## start Material provided

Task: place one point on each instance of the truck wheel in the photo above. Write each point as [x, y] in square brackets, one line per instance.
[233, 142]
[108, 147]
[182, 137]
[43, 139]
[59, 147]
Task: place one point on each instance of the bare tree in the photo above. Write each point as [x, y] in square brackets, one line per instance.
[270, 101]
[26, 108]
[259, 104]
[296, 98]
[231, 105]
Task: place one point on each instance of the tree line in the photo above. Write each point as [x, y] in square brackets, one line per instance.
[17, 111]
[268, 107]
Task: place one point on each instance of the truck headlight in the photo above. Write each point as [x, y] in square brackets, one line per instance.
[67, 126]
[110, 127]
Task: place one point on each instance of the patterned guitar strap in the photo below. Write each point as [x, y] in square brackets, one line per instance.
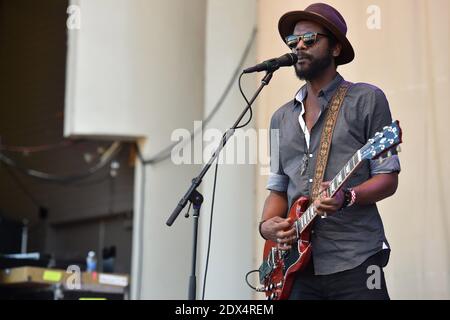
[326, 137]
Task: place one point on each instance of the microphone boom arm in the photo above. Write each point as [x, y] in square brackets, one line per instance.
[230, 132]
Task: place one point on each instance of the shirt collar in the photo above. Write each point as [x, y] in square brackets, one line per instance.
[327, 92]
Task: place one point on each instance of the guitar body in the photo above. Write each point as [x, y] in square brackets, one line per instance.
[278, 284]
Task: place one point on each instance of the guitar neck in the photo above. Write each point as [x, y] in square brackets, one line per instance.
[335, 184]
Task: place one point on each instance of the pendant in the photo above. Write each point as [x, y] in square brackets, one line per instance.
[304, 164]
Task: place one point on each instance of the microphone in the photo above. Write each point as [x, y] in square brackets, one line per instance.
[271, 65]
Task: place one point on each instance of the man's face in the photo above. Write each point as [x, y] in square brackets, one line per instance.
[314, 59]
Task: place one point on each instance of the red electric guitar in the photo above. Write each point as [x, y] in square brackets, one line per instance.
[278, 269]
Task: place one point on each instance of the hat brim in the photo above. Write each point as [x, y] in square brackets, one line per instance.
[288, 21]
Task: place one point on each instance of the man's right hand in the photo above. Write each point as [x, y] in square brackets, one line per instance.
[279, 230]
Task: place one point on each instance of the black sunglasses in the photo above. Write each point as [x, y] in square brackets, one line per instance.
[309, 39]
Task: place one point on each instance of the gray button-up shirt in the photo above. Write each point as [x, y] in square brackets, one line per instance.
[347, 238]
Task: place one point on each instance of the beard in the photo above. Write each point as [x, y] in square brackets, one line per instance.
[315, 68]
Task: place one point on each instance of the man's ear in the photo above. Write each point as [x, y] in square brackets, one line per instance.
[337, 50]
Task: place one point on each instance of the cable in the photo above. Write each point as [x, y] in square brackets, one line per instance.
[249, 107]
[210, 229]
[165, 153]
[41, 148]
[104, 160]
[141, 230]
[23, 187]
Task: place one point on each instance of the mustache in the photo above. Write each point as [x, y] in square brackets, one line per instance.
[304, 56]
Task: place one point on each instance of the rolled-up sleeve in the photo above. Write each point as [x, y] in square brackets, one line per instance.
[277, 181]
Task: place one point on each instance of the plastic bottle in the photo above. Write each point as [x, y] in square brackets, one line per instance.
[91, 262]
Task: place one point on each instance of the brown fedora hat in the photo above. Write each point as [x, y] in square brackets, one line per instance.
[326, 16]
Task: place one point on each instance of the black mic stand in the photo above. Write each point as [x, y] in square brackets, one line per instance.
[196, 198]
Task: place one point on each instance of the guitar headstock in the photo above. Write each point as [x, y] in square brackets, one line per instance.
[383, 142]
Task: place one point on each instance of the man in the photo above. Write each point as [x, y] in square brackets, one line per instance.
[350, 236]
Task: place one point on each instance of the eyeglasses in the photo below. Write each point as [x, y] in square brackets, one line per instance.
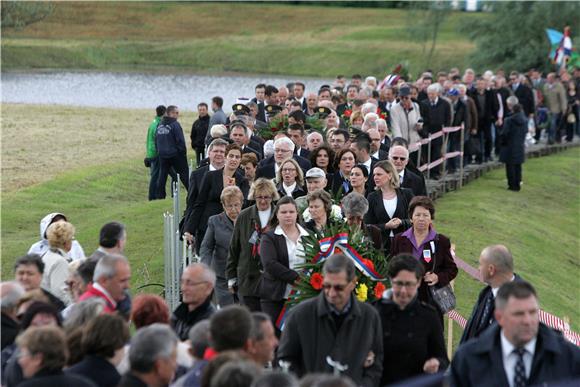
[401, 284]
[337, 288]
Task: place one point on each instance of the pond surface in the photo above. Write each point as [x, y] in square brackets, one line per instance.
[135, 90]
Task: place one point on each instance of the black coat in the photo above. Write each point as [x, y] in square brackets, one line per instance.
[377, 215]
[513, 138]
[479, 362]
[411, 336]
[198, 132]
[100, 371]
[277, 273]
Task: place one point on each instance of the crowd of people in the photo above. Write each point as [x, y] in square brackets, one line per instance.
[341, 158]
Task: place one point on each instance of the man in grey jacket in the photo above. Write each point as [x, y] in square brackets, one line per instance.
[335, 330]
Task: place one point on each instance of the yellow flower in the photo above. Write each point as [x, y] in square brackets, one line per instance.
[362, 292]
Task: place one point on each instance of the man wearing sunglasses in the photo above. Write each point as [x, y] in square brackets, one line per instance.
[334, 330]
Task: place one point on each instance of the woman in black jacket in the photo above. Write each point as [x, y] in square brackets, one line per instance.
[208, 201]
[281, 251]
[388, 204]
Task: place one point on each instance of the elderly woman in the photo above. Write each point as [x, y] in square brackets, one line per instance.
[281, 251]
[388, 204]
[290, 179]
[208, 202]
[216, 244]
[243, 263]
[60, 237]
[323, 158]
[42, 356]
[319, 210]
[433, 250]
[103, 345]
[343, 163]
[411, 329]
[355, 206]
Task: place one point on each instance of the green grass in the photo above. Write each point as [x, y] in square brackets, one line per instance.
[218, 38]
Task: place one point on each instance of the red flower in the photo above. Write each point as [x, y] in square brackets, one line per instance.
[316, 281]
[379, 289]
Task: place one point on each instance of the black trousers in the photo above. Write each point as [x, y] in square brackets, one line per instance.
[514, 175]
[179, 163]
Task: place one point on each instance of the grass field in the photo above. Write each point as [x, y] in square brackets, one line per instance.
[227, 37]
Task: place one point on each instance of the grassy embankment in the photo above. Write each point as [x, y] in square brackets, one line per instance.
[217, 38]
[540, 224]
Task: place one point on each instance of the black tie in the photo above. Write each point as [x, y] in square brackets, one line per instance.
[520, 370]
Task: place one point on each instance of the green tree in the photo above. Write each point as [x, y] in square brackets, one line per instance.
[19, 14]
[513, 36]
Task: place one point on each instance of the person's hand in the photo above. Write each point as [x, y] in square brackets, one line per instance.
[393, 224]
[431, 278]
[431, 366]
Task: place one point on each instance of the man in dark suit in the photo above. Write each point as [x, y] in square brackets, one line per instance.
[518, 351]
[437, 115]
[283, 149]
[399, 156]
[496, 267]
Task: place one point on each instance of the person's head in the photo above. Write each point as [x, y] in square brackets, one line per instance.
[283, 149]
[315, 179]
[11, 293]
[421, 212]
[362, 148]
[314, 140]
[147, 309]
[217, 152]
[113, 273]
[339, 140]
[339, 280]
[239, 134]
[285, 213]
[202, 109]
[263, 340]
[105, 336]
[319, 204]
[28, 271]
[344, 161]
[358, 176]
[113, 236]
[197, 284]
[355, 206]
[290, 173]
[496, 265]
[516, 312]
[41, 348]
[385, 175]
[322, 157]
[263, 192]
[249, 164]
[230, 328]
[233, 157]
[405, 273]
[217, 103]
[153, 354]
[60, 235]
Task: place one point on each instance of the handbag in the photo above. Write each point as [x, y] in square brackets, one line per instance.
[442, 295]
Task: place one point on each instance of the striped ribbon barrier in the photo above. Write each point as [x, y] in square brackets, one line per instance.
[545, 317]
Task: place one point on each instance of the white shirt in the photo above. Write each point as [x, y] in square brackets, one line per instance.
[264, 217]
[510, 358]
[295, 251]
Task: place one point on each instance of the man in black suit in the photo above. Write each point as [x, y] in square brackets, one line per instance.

## end Material provided

- _To do_: Would you give again, word for word, every line from the one with "man in dark" through the final line of the listing above?

- _Written answer_:
Task: place one point on each instance of the man in dark suit in the photo above. Write each point as [x, y] in square brackets, one line per instance.
[518, 351]
[437, 115]
[283, 149]
[399, 156]
[496, 267]
Task: place one point on each instance of the person's head in the photo above. Write each point as [x, y] in square brackets, one line per instance.
[283, 149]
[315, 179]
[11, 293]
[421, 212]
[362, 148]
[314, 140]
[147, 309]
[217, 152]
[113, 273]
[339, 140]
[339, 280]
[239, 134]
[285, 213]
[202, 109]
[263, 340]
[105, 336]
[319, 204]
[28, 271]
[344, 161]
[358, 176]
[113, 236]
[197, 284]
[355, 206]
[290, 173]
[496, 265]
[516, 312]
[41, 348]
[385, 175]
[322, 157]
[263, 192]
[249, 164]
[230, 328]
[233, 157]
[405, 273]
[217, 103]
[153, 354]
[60, 235]
Task: place one point on each instance of the handbag in the photo above. Write each point as [x, y] in square brackets, one line per instance.
[442, 295]
Task: place one point on each instance of the striped ribbon barrier in the photo above. Write each point as [x, y] in square brackets, one line per instance.
[545, 317]
Task: place one point on each instance of the white shirt in the photo above. Write each point as [x, y] in square brackets, one line per instance.
[264, 217]
[510, 358]
[295, 251]
Task: place one point on each instance of the man in black suit in the photo above. Write each point as [x, y] in square brackets, one line per instance.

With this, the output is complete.